---- Text section

There's no shortage of claims that cannabidiol (CBD) can cure your ailments. The hemp-derived compound has been marketed as a panacea for chronic pain, insomnia, and anxiety — often with little to no scientific evidence backing it up.

Now, two studies have found that CBD and other cannabis components can block the coronavirus from reproducing in a lab, but scientists don't yet know if that translates to the human body.

Researchers observed that CBD blocks replication of SARS-CoV-2 in human lung cells and inhibits infection in mice, according to a study published in Science Advances Thursday. A previous study examined how cannabis compounds interact with the virus on the molecular level.

However, scientists are several steps away from determining how cannabis compounds interact with viruses in the real world.

"There's a huge gap between what you could do in a lab with molecules and a medicine that works in people," said Peter Grinspoon, a doctor and cannabis specialist who was not involved in either study.

--------

Work order A — In the text on CBD and the coronavirus, rewrite the passage from "Now, two studies" up to and including "in either study.", replacing "scientists" with "researchers".
Work order B — According to the text on CBD and the coronavirus, in which journal was the study on CBD in human lung cells and mice published?
Work order C — List every ailment that the text on CBD and the coronavirus says CBD has been marketed as a panacea for.

---- Record extracts

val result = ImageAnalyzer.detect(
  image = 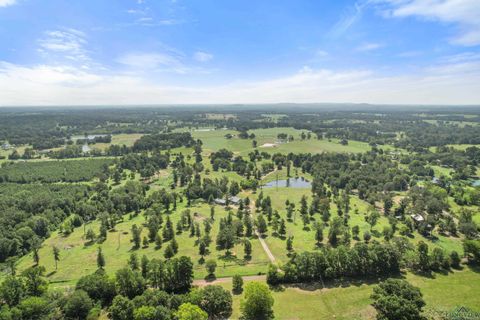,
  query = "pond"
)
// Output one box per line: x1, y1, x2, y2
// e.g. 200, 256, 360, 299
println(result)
262, 177, 312, 188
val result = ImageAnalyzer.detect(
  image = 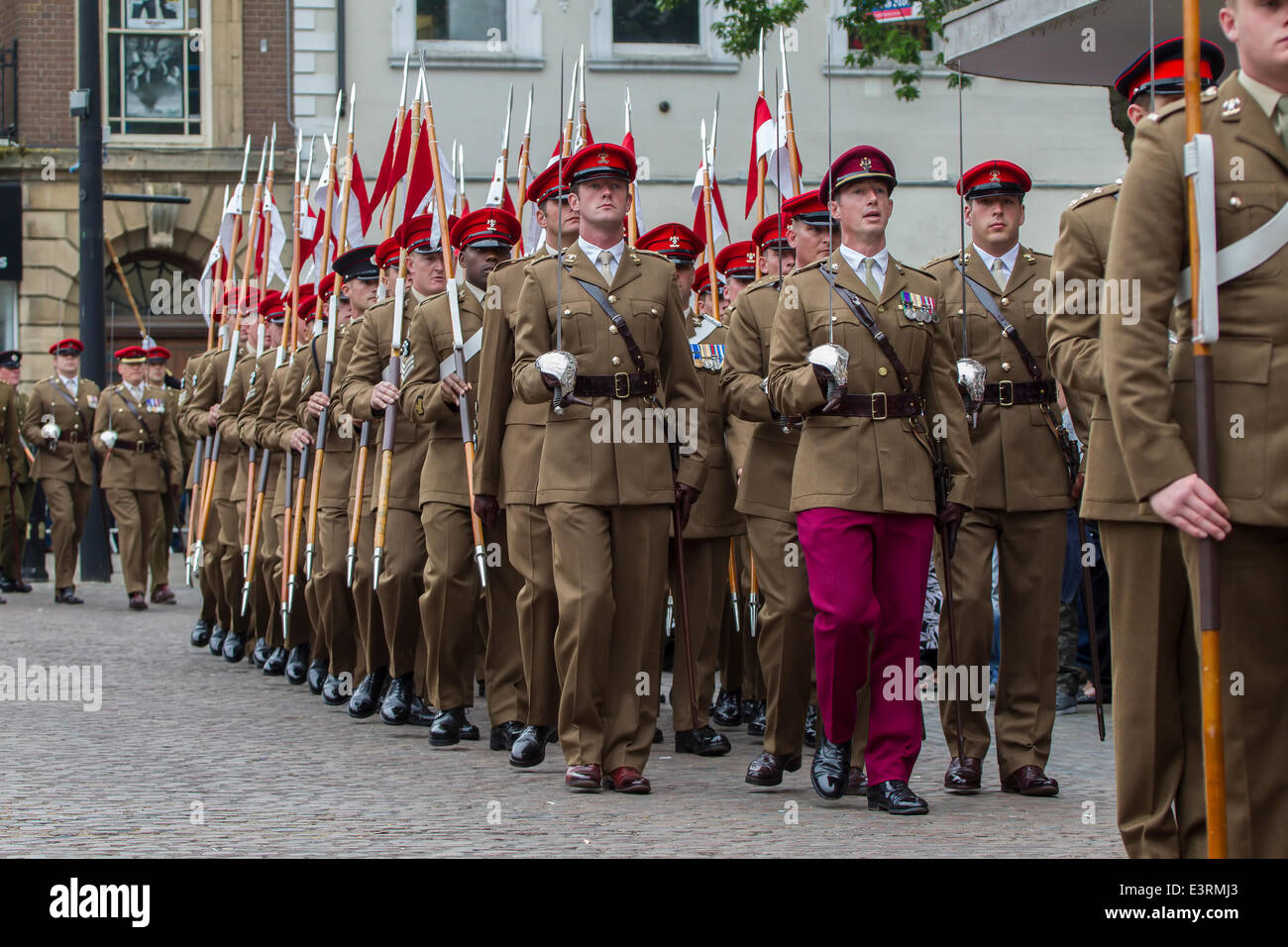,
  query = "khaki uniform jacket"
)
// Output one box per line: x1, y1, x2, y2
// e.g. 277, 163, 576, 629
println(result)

--------

Your solution A —
Now, two studies have found that CBD and other cannabis components can block the coronavirus from reproducing in a lab, but researchers don't yet know if that translates to the human body.

Researchers observed that CBD blocks replication of SARS-CoV-2 in human lung cells and inhibits infection in mice, according to a study published in Science Advances Thursday. A previous study examined how cannabis compounds interact with the virus on the molecular level.

However, researchers are several steps away from determining how cannabis compounds interact with viruses in the real world.

"There's a huge gap between what you could do in a lab with molecules and a medicine that works in people," said Peter Grinspoon, a doctor and cannabis specialist who was not involved in either study.

Your solution B — Science Advances

Your solution C — chronic pain, insomnia, anxiety